● **TASK DESCRIPTION**
Please reproduce the short piece titled "The scarf" in full, word for word, changing nothing.

The scarf

My car trunk is brimming with things I don’t need.

My baby is no longer a baby.

My house is cluttered.

My neck is bare on this blustery morning.

I’m on my way to purge the trappings of a babyhood gone by.

Along the way I meet a woman with a beautiful scarf.

It is so beautiful I stop to tell her how much I like it.

So she unwinds it from around her neck, unfurling its swirled colorfulness. It’s like a great butterfly flapping about  in this autumn landscape.

Keep it, she says.

Oh, no, I couldn’t, I reply.

You must have it, she insists, it complements your dress.

We dance this way a few times before I lift it from her open hands.

An unexpected outcome.

Awkwardly I cradle its cottony softness. I listen as this woman tells me the story of the scarf.

She created it and many others. She sells them.  She has so many scarves, giving one away is nothing.

What’s your craft, she asks, because these days it seems everyone has some special gift.

● **SUPPLIED MATERIAL**
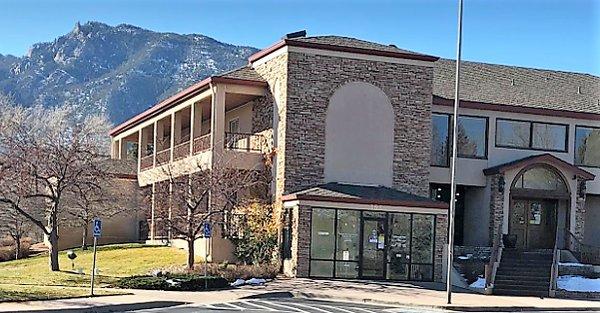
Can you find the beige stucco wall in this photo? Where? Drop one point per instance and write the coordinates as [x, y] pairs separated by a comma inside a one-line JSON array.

● **TASK RESULT**
The scarf

My car trunk is brimming with things I don’t need.

My baby is no longer a baby.

My house is cluttered.

My neck is bare on this blustery morning.

I’m on my way to purge the trappings of a babyhood gone by.

Along the way I meet a woman with a beautiful scarf.

It is so beautiful I stop to tell her how much I like it.

So she unwinds it from around her neck, unfurling its swirled colorfulness. It’s like a great butterfly flapping about  in this autumn landscape.

Keep it, she says.

Oh, no, I couldn’t, I reply.

You must have it, she insists, it complements your dress.

We dance this way a few times before I lift it from her open hands.

An unexpected outcome.

Awkwardly I cradle its cottony softness. I listen as this woman tells me the story of the scarf.

She created it and many others. She sells them.  She has so many scarves, giving one away is nothing.

What’s your craft, she asks, because these days it seems everyone has some special gift.